**Stated goal 1:**
Count the lines in the rows that contain the string "screen", matching case exactly. Give only the number.
**Stated goal 2:**
Continue the article on team structure and architectural drift from where it ends.

**Selection:**
Organisation organisation (pt.2) -Team Structure and Architectural Design

As an organisation grows, the patterns for architecture and the teams that form around them shift. It's common for this shift to cause a drift in the structure of teams and communication patterns, and the architecture they support. This is one of the challenges we are facing at MHR.

Organisation organisation (pt.2) -Team Structure and Architectural Design
Photo by Pablo Hermoso / Unsplash

Systems and Team Drift

As an organisation grows, the patterns for architecture and the teams that form around them shift. It's common for this shift to cause a drift in the structure of teams and communication patterns, and the architecture they support. This is one of the challenges we are facing at MHR.

What is drift?

Drift is the separation of the intended/desired architectural design and the design created due to the communication and formation of the teams building it.

An example would be having a monolith application and a small number (3-4) of small teams (4-6 people) building it. The tech stack is simple, a back-end(BE) language and HTML, CSS and JS for the front-end(FE). Two teams are building the product, containing FE and BE engineers and separate teams for infra/ops and design.

As the application grows and we create more teams, the decision is made to move the front end onto a modern library like React, Angular, or Vue, as doing so allows you to create a central repository of shared design components. How do we do it?

Do you create a new centralised team of FE engineers? Do you create a new small matrixed team of FE engineers? Do you move the design into the Product Teams and have a matrixed team of Design and FE?

This is where drift starts. e.g., create the new shared library of code and leave the teams as they are because you want them to "own their domain". The org grows even larger, introducing more domains and teams, the communication between all these teams becomes less frequent, and there is a more significant disconnect between them, all natural growth patterns in any org. What do you think happens to the shared library?

You start to see more instances of code relating to one team and domain — a drift from the intent of a centrally shared library. If you have never heard of it, this is Conway's law in practice.

Conways Law "Organisations design systems that mirror their own communication structure."

You can break down communication structure into "team structure", "incentives", and "operating models". But for now, we will focus on the interplay between Teams and Architecture. The other aspects are articles all of their own.

You can picture how much more complicated this gets when you start to think about breaking the monolith into microservices and introducing a modern DevOps model. The amount of drift and the size of the drift can be significant. It happens naturally as the rate of change between the technology system and the teams building it are not the same. The path is not linear.

So back to MHR ...

Our Teams and Architectural drift

Car drifting around a corner with smoke being produced by the tyres
Photo by Aral Tasher / Unsplash

When the latest product was first created, it was sensibly created out of the engineering group that existed at MHR. As this engineering group built the product, they created an architecture following the desired best practices for the system and the teams based on existing structures and processes. Both sensible decisions to expedite delivery. However, this created a drift between the desired product architecture and the teams from the outset, and this drift has since grown as both the product and the teams building it have grown. It's time for us to correct this drift to allow us to move forward in the direction we want to take.

**Exercise input:**
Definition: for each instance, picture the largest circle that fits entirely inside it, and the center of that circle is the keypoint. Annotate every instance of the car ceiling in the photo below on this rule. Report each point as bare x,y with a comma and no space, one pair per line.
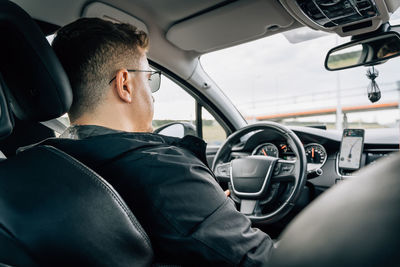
189,15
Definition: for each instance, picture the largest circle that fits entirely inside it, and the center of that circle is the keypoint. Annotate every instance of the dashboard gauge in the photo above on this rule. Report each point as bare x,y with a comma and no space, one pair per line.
316,156
266,149
283,147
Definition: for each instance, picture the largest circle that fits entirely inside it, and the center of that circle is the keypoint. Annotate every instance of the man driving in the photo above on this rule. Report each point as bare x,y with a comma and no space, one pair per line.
164,180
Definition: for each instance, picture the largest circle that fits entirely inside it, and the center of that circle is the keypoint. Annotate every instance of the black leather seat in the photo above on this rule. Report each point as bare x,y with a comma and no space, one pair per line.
53,209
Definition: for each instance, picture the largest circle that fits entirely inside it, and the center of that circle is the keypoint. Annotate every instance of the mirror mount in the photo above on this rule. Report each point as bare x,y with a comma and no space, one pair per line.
366,50
385,27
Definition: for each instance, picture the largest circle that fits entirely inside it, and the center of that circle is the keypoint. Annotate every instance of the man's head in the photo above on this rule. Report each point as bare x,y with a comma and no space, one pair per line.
93,52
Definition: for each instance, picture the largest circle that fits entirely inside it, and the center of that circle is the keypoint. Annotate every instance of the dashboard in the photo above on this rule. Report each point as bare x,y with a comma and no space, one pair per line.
322,149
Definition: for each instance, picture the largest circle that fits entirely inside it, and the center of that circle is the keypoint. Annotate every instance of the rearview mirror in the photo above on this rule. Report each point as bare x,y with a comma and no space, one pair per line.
365,52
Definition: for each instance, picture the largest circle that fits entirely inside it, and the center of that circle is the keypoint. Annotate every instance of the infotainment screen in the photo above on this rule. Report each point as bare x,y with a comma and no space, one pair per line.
351,149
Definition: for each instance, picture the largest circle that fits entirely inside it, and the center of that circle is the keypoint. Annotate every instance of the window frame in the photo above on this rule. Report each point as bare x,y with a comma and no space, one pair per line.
200,101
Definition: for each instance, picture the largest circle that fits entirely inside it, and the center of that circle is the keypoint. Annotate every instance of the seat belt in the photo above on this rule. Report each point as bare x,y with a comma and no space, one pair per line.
56,125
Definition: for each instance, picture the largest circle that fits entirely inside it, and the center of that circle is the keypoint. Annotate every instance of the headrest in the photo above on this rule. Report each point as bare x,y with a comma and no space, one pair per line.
37,87
6,121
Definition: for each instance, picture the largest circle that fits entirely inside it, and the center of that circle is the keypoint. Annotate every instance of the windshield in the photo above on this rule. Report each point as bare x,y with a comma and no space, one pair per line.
274,79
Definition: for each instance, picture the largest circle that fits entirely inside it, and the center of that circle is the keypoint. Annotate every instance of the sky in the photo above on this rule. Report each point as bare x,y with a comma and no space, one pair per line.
272,75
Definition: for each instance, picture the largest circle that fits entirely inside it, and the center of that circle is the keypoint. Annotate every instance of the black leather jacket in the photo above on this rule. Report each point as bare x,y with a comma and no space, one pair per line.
168,186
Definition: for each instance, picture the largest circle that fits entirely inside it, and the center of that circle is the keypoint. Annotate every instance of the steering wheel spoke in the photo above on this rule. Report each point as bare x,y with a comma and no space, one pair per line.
248,206
222,172
284,171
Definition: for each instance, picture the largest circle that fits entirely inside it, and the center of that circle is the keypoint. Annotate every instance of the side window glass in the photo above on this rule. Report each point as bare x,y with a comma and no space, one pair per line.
213,133
172,103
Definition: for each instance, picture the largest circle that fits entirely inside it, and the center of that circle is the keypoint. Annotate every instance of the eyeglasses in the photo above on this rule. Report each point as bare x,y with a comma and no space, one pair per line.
154,79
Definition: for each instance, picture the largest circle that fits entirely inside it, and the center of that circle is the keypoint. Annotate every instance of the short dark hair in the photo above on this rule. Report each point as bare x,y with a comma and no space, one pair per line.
91,51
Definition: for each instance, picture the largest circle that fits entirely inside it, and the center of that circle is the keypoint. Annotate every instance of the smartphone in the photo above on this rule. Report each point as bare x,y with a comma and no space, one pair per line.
351,149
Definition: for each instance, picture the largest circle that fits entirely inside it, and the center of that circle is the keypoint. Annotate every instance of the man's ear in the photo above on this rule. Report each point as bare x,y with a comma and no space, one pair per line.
123,86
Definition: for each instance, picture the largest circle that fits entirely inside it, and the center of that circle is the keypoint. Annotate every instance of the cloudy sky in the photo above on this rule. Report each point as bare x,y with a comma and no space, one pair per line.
273,75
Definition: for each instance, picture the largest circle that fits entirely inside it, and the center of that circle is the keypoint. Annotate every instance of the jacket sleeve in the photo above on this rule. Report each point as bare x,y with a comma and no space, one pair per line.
189,219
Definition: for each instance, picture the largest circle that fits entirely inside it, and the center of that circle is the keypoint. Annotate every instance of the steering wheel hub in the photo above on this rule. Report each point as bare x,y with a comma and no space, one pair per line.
250,176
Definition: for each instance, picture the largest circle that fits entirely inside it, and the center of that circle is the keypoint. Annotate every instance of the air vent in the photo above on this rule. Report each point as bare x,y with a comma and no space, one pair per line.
331,13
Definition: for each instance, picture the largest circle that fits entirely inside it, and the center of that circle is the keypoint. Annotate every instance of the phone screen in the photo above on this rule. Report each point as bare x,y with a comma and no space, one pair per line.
351,149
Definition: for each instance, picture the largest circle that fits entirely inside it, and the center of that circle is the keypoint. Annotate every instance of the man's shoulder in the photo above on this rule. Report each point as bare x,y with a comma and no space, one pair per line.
111,145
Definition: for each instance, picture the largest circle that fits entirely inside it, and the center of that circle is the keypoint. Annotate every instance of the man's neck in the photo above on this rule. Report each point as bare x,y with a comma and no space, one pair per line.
116,123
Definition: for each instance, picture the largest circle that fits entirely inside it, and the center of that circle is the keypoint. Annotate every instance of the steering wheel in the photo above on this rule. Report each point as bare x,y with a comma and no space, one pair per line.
266,188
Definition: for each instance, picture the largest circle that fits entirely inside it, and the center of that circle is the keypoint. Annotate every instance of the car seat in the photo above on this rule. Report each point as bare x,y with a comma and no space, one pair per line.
53,209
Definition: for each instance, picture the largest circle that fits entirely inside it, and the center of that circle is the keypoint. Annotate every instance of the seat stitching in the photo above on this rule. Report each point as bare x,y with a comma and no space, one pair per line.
98,180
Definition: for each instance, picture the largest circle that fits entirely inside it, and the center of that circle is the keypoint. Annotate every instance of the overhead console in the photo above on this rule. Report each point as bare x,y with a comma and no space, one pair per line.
344,17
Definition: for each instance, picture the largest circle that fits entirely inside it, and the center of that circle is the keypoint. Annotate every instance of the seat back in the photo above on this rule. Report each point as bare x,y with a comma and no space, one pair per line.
55,211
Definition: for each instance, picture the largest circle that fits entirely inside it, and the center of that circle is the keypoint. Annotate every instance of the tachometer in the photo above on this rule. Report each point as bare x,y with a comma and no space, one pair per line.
316,156
267,149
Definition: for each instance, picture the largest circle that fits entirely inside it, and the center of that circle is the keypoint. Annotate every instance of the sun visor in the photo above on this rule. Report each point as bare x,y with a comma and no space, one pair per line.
104,11
231,24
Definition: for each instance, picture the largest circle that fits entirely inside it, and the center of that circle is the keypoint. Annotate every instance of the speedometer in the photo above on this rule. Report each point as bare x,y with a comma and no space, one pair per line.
267,149
316,156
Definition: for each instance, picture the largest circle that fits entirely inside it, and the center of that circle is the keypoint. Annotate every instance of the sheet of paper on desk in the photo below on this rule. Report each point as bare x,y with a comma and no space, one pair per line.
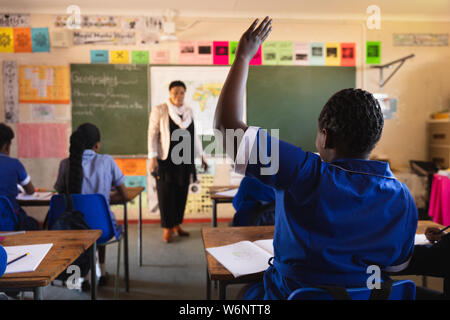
227,193
28,263
421,239
241,258
35,196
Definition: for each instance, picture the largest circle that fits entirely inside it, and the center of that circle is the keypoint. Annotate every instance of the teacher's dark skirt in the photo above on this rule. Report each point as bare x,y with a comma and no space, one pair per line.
172,202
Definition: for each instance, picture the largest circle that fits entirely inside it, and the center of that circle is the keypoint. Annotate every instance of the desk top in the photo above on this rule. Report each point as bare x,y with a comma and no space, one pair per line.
68,245
214,237
214,189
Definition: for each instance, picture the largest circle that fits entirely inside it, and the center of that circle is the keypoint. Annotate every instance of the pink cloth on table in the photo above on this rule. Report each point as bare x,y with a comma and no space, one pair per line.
439,209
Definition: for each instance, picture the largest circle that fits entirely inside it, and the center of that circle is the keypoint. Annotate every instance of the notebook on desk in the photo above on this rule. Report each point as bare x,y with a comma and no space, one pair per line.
37,253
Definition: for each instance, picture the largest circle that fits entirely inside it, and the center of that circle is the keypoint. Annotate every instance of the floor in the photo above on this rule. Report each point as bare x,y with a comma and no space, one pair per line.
170,271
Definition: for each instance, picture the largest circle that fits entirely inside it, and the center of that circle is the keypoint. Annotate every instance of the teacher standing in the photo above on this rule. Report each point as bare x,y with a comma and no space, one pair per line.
172,177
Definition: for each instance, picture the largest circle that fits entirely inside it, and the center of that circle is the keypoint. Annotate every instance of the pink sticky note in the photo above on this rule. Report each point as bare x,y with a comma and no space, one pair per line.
257,58
42,140
187,53
204,52
220,52
160,57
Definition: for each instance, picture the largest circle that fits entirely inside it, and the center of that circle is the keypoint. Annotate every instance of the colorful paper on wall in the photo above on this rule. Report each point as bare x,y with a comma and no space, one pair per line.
333,54
204,50
257,58
187,52
6,40
301,53
42,140
373,52
140,57
44,84
132,166
11,91
233,46
316,54
22,40
220,53
40,40
285,53
160,57
120,56
269,53
348,54
99,56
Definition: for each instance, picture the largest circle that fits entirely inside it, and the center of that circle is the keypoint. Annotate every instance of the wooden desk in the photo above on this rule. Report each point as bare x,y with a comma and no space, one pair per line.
216,199
67,247
214,237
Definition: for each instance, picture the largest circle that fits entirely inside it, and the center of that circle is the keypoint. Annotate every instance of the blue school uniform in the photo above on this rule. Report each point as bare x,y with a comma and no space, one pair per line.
12,173
332,220
250,196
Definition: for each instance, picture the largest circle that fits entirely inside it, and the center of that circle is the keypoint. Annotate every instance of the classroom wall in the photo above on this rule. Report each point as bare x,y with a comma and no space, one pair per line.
421,85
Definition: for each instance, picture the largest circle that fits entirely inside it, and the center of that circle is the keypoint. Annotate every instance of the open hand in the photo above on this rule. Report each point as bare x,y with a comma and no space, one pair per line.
252,38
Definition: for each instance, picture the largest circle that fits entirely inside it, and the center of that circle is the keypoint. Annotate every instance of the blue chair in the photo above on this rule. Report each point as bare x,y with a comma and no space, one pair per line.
401,290
8,218
3,259
97,215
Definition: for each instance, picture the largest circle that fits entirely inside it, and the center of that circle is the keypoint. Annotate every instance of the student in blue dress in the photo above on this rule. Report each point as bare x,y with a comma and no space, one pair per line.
336,214
87,172
254,204
12,174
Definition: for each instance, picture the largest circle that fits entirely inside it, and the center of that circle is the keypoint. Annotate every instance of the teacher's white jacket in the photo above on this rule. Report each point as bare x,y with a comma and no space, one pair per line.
159,133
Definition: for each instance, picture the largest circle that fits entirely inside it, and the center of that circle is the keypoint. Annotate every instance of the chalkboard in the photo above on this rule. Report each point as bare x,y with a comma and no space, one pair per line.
291,98
115,99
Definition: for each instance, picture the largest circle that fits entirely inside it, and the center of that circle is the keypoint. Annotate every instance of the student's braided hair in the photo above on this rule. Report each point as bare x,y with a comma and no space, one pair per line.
6,135
85,137
354,118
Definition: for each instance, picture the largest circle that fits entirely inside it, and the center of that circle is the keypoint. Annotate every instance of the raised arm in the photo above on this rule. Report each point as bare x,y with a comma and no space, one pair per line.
230,105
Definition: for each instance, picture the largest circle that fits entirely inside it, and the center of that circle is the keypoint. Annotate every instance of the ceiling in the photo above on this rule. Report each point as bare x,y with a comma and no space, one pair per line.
289,9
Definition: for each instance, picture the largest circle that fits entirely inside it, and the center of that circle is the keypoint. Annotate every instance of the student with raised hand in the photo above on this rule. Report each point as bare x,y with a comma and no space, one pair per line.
12,174
87,172
336,214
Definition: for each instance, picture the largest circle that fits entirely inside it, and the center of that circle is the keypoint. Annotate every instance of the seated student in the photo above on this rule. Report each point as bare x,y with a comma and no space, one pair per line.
254,204
336,214
12,174
431,260
87,172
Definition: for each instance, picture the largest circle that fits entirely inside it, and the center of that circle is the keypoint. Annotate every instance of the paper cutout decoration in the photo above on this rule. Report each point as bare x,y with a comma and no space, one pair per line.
373,52
132,166
233,46
348,54
187,52
40,40
220,52
332,54
44,84
285,52
36,140
22,40
160,57
269,53
316,54
204,51
99,56
120,56
301,53
140,57
6,40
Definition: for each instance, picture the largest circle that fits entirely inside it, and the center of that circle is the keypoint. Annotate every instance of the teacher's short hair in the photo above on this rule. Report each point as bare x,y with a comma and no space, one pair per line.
177,83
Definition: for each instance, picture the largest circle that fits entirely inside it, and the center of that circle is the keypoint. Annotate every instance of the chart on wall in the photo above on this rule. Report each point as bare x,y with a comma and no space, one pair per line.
203,87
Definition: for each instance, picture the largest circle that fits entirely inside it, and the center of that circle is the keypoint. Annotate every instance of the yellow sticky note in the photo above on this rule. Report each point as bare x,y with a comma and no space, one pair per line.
333,54
6,40
120,56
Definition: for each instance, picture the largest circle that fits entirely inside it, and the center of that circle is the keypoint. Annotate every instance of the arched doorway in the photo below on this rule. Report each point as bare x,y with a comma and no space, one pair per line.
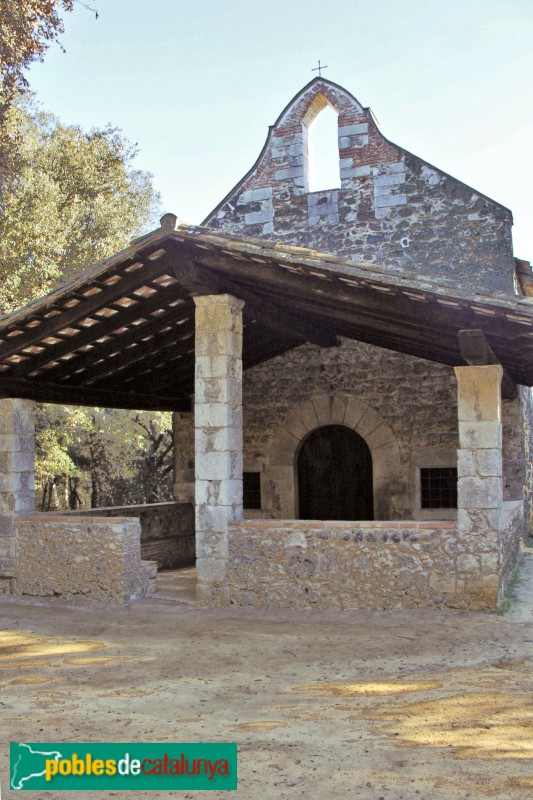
334,470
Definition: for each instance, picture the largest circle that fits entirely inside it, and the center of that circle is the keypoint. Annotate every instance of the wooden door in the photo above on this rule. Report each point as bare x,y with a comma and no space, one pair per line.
335,475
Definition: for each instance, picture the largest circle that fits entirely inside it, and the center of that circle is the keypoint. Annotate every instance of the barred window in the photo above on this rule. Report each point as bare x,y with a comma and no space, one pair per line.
438,487
251,489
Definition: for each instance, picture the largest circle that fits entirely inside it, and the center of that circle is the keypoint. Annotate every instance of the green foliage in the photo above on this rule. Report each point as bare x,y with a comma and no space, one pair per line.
89,457
27,28
74,199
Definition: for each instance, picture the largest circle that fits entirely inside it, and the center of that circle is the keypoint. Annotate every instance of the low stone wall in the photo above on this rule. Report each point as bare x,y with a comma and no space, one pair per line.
358,565
93,559
167,530
510,538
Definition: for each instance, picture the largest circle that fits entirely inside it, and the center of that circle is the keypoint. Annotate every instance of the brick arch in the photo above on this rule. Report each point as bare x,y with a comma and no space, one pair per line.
334,409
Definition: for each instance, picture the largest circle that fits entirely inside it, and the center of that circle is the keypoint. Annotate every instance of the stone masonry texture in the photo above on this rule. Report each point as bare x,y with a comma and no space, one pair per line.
167,530
218,438
392,208
85,559
353,566
17,445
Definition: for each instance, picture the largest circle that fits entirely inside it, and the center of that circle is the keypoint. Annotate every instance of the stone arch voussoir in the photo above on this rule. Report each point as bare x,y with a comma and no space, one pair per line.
336,408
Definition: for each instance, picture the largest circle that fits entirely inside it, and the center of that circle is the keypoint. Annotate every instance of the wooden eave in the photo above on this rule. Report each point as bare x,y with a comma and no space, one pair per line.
122,333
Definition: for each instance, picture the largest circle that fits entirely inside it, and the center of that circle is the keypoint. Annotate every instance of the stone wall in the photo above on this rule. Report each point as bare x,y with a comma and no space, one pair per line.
356,565
416,401
509,538
167,530
392,208
92,559
526,396
16,479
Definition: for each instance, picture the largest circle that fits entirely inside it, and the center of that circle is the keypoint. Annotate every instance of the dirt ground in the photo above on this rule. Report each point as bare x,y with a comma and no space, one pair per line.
377,706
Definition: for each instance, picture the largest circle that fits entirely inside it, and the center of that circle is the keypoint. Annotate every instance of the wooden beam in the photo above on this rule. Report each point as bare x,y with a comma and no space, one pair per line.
68,316
477,352
145,355
126,353
85,396
106,327
271,315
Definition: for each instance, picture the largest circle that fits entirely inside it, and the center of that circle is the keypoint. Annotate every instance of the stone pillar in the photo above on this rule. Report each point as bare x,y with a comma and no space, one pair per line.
218,439
183,439
480,484
17,485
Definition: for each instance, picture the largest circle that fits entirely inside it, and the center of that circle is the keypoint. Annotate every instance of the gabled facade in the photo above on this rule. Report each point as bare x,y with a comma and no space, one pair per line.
392,208
357,355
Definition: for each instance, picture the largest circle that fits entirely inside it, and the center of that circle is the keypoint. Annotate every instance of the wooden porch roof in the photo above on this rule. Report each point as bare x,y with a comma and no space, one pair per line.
122,333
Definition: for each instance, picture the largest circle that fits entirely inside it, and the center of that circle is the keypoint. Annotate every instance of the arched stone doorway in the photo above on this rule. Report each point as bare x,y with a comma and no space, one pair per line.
334,471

**Written answer 1:**
2

**Written answer 2:**
Analysing the drift

What is the drift at MHR? As mentioned in the opening article in this series, our SDLC is based on the DSDM Framework. Our teams are then built around this model. This means our teams have a Software Delivery Lead, who acts as the line manager for the team members, and the project manager responsible for delivering the work on schedule. The teams are then made up of a mixture of FE and BE engineers and Quality Analysts. All teams are then supported by a central Architecture and Platforms team. The size of the teams is proportional to the size and complexity of the product area they are responsible for. All the teams contributed to a number of repositories relating to "services" as they attempted to build a microservice-style architecture. However, the communication and operating patterns of growing teams with the DSDM framework have resulted in a more monolithic architecture than the intended design. The result is a semi-distributed code base with a lot of tight coupling. The natural result of the drift between the intended/desired architecture and how the business scaled the teams.

Steering into the drift

We've noticed a drift happening at MHR; now, how are we going to correct it? This is where many companies get it wrong. The default answer for many companies at this point is to suggest a re-org. If you're unfamiliar with the term (lucky you), it's when you take what you have, rip it apart, and rebuild it into new teams.

The problem with a re-org is that it kills team morale, breaks existing communication structures, and often results in a few people being "out of place" in the new structure. Usually, those left "out of place" are either made redundant or merged into teams with no sense of purpose, often resigning not long after. Re-orgs are complex and dangerous; they're a last resort, not the first tool in your tool belt. That's not what we want to do. Instead, we will correct our drift how you'd correct drift in a car, steer into it, making minor adjustments until you're back on track.

We're starting by adjusting our team structures to align more closely with our intended architecture. Borrowing from Team Topologies, we want to have our teams' own vertical slices of the platform and be able to deliver independently (Stream Aligned). To help us do this, we are moving teams away from DSDM to scrum (as per Part 1) so that they focus on delivering value in their product stream. As we do this, we are changing the team structures. We are re-deploying our Software Delivery Leads into positions as Agile Delivery Managers (Scrum masters) or Engineering Managers based on their background and skill sets. Depending on that transition, we will hire to fill the missing ADM or EM. Then we will break down the larger product areas into smaller ones and break apart those larger teams (10+) into two smaller (5-8) closely aligned teams (even sharing the ADM and EM where appropriate).

This aligns our team structures and communication more with our desired micro-service architecture. Small, independent teams that release and communicate change outwards without relying on other teams.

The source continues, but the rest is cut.